(Given request) Restate all of the entries exactly, dropping any pictures they hold.

* * *

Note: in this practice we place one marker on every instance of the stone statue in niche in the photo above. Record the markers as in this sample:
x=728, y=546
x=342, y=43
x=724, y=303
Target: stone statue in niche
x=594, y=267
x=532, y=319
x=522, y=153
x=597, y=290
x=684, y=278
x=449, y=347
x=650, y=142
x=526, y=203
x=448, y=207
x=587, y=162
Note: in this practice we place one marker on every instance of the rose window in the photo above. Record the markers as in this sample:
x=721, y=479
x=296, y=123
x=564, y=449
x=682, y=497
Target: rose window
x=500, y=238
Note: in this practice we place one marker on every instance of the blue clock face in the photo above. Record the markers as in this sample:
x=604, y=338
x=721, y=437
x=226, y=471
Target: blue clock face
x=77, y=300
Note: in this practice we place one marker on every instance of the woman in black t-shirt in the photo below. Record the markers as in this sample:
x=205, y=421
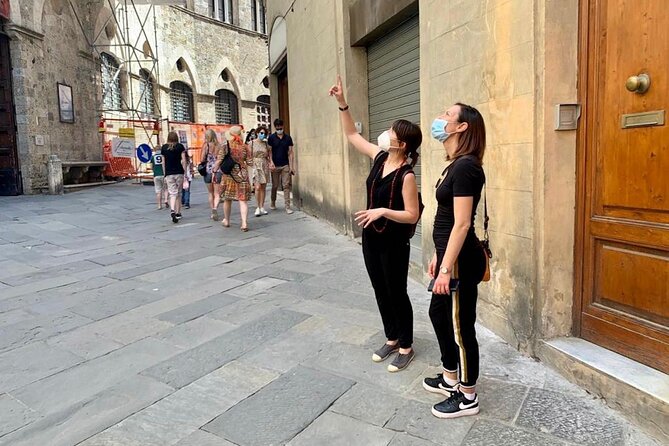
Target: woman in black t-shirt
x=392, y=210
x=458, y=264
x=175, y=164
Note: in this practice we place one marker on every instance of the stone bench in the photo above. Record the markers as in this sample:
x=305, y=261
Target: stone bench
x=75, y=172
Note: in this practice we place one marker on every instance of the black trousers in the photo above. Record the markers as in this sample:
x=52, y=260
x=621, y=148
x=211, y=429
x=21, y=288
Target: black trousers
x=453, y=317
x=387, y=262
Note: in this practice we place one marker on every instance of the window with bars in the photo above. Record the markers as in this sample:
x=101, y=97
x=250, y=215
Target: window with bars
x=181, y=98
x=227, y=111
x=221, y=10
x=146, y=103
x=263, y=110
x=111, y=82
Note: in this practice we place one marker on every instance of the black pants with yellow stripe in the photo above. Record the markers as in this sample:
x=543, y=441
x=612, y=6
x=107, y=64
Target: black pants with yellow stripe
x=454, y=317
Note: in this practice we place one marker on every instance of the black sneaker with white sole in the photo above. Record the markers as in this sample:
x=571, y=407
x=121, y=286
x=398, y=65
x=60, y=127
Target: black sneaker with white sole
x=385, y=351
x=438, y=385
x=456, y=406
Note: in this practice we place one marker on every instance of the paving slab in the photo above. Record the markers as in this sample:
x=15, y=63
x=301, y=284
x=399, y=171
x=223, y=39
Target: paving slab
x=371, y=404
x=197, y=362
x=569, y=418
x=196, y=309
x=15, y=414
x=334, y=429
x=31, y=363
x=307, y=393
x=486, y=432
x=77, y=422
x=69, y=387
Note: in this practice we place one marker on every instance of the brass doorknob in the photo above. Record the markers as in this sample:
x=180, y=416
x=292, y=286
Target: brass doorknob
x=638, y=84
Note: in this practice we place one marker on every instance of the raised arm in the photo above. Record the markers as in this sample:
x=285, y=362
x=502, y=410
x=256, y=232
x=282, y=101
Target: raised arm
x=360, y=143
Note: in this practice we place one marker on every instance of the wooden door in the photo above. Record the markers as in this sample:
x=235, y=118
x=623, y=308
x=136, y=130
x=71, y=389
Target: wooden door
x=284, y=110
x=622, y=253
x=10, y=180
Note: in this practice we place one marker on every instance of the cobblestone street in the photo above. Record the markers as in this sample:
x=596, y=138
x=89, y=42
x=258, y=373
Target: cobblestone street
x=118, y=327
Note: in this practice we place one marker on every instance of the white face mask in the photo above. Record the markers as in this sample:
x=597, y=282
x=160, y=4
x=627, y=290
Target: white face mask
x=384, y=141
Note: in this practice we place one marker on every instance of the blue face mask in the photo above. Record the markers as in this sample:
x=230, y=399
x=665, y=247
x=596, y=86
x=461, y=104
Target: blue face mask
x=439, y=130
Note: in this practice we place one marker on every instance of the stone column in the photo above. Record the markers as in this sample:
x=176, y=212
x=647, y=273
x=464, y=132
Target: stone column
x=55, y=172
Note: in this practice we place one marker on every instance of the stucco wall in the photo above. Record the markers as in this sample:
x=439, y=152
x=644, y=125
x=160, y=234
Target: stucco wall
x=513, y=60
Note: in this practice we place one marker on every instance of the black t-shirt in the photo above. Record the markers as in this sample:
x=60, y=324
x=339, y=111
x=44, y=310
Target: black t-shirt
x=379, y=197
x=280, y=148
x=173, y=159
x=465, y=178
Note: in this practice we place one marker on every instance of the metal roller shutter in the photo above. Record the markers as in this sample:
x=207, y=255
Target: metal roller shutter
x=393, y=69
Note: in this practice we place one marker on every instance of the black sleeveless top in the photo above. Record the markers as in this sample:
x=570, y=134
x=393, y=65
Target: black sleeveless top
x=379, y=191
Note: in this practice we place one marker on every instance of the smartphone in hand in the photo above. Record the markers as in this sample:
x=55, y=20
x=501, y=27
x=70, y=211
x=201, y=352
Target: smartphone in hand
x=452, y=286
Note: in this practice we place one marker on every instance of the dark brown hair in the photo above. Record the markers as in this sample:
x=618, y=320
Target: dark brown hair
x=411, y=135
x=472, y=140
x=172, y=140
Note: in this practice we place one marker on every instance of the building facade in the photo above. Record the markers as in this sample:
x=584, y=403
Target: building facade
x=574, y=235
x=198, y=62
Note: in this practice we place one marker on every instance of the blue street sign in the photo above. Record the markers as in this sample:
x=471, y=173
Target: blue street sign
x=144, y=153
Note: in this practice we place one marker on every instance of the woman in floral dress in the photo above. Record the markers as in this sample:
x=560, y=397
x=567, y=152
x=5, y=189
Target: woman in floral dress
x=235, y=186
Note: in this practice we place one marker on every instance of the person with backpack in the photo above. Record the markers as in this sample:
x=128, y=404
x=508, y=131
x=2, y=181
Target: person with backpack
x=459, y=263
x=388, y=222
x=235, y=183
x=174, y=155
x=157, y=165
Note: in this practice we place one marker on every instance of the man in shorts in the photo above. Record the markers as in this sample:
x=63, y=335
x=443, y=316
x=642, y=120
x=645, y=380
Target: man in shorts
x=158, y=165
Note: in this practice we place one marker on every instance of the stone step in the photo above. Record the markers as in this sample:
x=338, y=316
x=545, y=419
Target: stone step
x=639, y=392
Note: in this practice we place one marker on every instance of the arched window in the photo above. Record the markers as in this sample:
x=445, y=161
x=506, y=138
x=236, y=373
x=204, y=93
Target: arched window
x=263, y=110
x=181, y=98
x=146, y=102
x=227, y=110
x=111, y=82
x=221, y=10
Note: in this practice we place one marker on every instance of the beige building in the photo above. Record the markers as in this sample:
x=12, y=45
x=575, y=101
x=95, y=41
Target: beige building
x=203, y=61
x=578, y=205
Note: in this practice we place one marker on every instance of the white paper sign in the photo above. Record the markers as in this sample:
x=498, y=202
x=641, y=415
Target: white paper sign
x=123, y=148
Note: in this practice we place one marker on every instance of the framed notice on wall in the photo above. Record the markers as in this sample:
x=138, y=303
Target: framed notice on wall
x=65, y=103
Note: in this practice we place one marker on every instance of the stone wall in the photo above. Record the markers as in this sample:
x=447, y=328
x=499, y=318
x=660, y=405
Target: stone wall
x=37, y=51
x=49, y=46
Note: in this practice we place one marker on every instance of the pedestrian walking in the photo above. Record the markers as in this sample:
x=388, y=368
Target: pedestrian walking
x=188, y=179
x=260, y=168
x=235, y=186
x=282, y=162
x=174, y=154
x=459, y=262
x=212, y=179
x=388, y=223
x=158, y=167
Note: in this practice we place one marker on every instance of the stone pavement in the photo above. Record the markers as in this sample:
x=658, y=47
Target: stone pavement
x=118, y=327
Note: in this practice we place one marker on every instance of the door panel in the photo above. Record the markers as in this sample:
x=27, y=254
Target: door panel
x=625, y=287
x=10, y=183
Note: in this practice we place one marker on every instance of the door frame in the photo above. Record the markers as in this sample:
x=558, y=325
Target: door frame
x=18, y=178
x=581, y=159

* * *

(Problem solution)
Note: in this practice we place one marker on every instance of the stone statue in niche in the photo above. Record the markers as in this sample:
x=728, y=546
x=342, y=43
x=724, y=303
Target: stone statue in niche
x=594, y=267
x=532, y=319
x=522, y=153
x=597, y=290
x=684, y=278
x=449, y=347
x=650, y=142
x=526, y=203
x=448, y=207
x=587, y=162
Note: in this practice we place one marker on every instance of the rose window in the photo above. Record the markers as in this sample:
x=721, y=479
x=296, y=123
x=564, y=449
x=682, y=497
Target: rose window
x=500, y=238
Note: in this practice we place one marker on every instance of the blue clock face in the photo above. Record the markers as in this sample:
x=604, y=338
x=721, y=437
x=226, y=471
Target: blue clock face
x=77, y=300
Note: in this practice we place one marker on every instance of the woman in black t-shirt in the photo below. Record the markers as in this sample:
x=205, y=421
Target: woman in black t-shirt
x=392, y=210
x=458, y=264
x=175, y=164
Note: in this practice we place one marker on every instance of the stone bench in the photo above. Record the markers as in this sample:
x=305, y=261
Target: stone bench
x=75, y=172
Note: in this practice we place one marker on every instance of the black trousers in the photo above. Record the markers as in this sample:
x=52, y=260
x=621, y=148
x=211, y=429
x=21, y=288
Target: black trousers
x=453, y=317
x=387, y=262
Note: in this practice we place one marker on every instance of the window with bars in the photo above. Record the markers as in this sample:
x=101, y=97
x=250, y=215
Target: window with bars
x=181, y=98
x=227, y=111
x=221, y=10
x=146, y=103
x=263, y=110
x=111, y=82
Note: in this practice we place one marker on every instance of the black pants with yellow stripe in the photo above. Record the markers as in this sample:
x=543, y=441
x=612, y=6
x=107, y=64
Target: black pants with yellow stripe
x=454, y=317
Note: in this practice we place one marker on every instance of the black sneaker with white sole in the photo above. Record the markers as in this sample:
x=571, y=407
x=121, y=286
x=398, y=65
x=60, y=127
Target: black sneaker with white sole
x=385, y=351
x=438, y=385
x=456, y=406
Note: in this practice we place one marker on every instance of the paving slab in the photo above. Record the markers as in this sample:
x=15, y=63
x=301, y=284
x=399, y=171
x=223, y=39
Target: paving slab
x=371, y=404
x=197, y=362
x=569, y=418
x=196, y=309
x=15, y=414
x=334, y=429
x=31, y=363
x=307, y=393
x=486, y=432
x=77, y=422
x=69, y=387
Note: in this practice we place one marker on every instance of the brass doorknob in the photo above. Record the markers as in this sample:
x=180, y=416
x=292, y=286
Target: brass doorknob
x=638, y=84
Note: in this practice we place one marker on every instance of the raised arm in the photo above. Record the markers as in this sample:
x=285, y=362
x=502, y=410
x=256, y=232
x=282, y=101
Target: raised arm
x=360, y=143
Note: in this practice we place one marker on every instance of the wooden door in the photo above. Record the markers as in this sample:
x=235, y=118
x=623, y=308
x=136, y=130
x=71, y=389
Target: wooden door
x=284, y=110
x=622, y=253
x=10, y=180
Note: in this practice we place one marker on every instance of the cobblestone street in the photo above. Record the markers as in this sample:
x=596, y=138
x=89, y=42
x=258, y=373
Target: cobblestone street
x=118, y=327
Note: in this practice we place one marker on every instance of the white face mask in the photo above. Record the markers as in this sample:
x=597, y=282
x=160, y=4
x=627, y=290
Target: white face mask
x=384, y=141
Note: in this practice we place one marker on every instance of the blue face mask in the photo above. Record the markers as in this sample:
x=230, y=399
x=665, y=247
x=596, y=86
x=461, y=104
Target: blue face mask
x=439, y=130
Note: in this practice we place one marker on every instance of the stone column in the photo above. Record the markers as in this sample:
x=176, y=212
x=647, y=273
x=464, y=132
Target: stone column
x=55, y=172
Note: in this practice we place one marker on every instance of the stucco wall in the photo above. Record the markers as in this sample:
x=439, y=152
x=644, y=125
x=160, y=234
Target: stucco wall
x=513, y=60
Note: in this practice we place one marker on every instance of the black t-shirt in the photo above. Record the markers as in this sample:
x=60, y=324
x=339, y=111
x=44, y=310
Target: black t-shirt
x=379, y=197
x=280, y=148
x=173, y=159
x=465, y=178
Note: in this practice we place one marker on every instance of the metal roller shutter in the photo above. Record the markers as in this sample:
x=207, y=255
Target: metal roller shutter
x=393, y=69
Note: in this practice we place one marker on every instance of the black sleeveless top in the photo above. Record the markers as in this sample:
x=570, y=134
x=393, y=65
Target: black sleeveless top
x=379, y=191
Note: in this practice we place one marker on every instance of the smartphone in hand in the photo above. Record the markers as in this sample:
x=55, y=20
x=501, y=27
x=70, y=211
x=201, y=352
Target: smartphone in hand
x=452, y=286
Note: in this practice we place one marker on every instance of the dark brown hair in the photo above. Record the markers as in this sample:
x=618, y=320
Target: dark brown hair
x=411, y=135
x=472, y=140
x=172, y=140
Note: in this practice we place one marker on every instance of the building facade in the photo above. Record the markers as in this sample:
x=584, y=403
Target: building facade
x=574, y=235
x=198, y=62
Note: in this practice we place one marker on every instance of the blue street sign in the photo above. Record the markers as in this sample:
x=471, y=173
Target: blue street sign
x=144, y=153
Note: in this practice we place one marker on every instance of the woman in floral dress in the photo above. Record the markers as in this sample:
x=560, y=397
x=567, y=152
x=5, y=189
Target: woman in floral dress
x=235, y=186
Note: in this practice we place one marker on every instance of the person with backpack in the photo above. Record the markers as in this sample:
x=128, y=404
x=508, y=131
x=2, y=181
Target: person with backpack
x=459, y=263
x=388, y=222
x=235, y=183
x=174, y=155
x=157, y=165
Note: in this practice we place one marker on every instance of the man in shorts in the photo above. Record the markers as in this sample:
x=63, y=335
x=443, y=316
x=642, y=120
x=645, y=380
Target: man in shorts
x=158, y=165
Note: in this practice we place one marker on every instance of the stone step in the photo above. Record the markers as in this sample:
x=338, y=316
x=545, y=419
Target: stone step
x=639, y=392
Note: in this practice we place one marker on every instance of the arched window in the photo above. Record the markers as in this sample:
x=445, y=161
x=506, y=138
x=236, y=373
x=204, y=93
Target: arched window
x=263, y=110
x=181, y=98
x=146, y=102
x=227, y=110
x=111, y=82
x=221, y=10
Note: in this practice we place one marker on every instance of the beige building in the photo above. Record the markers as in this sample:
x=12, y=45
x=575, y=101
x=95, y=41
Target: beige building
x=203, y=61
x=578, y=205
Note: in this practice we place one marker on every instance of the white paper sign in the photo above. Record the markers as in this sample:
x=498, y=202
x=641, y=415
Target: white paper sign
x=123, y=148
Note: in this practice we place one marker on every instance of the framed notice on wall in the photo above. Record the markers as in this sample:
x=138, y=303
Target: framed notice on wall
x=65, y=103
Note: in this practice we place one marker on every instance of the stone wall in the photo above. Record the markers as in this sample:
x=447, y=328
x=499, y=318
x=660, y=405
Target: stone wall
x=37, y=51
x=49, y=46
Note: in this practice we place one marker on every instance of the pedestrian walking in the photo above. Record the markers as in this sample:
x=388, y=368
Target: pedestrian walking
x=188, y=179
x=260, y=168
x=235, y=186
x=282, y=162
x=174, y=154
x=459, y=262
x=212, y=179
x=388, y=223
x=158, y=167
Note: in this practice we place one marker on every instance of the stone pavement in the photo above. Record the markers as in this sample:
x=658, y=47
Target: stone pavement
x=118, y=327
Note: in this practice we place one marker on every instance of the door panel in the photo above. Record the markers as in this sample:
x=27, y=254
Target: door panel
x=625, y=287
x=10, y=183
Note: in this practice we place one marker on every instance of the door frame in the photo above. Record the markers as in this sample:
x=558, y=325
Target: door frame
x=18, y=178
x=581, y=159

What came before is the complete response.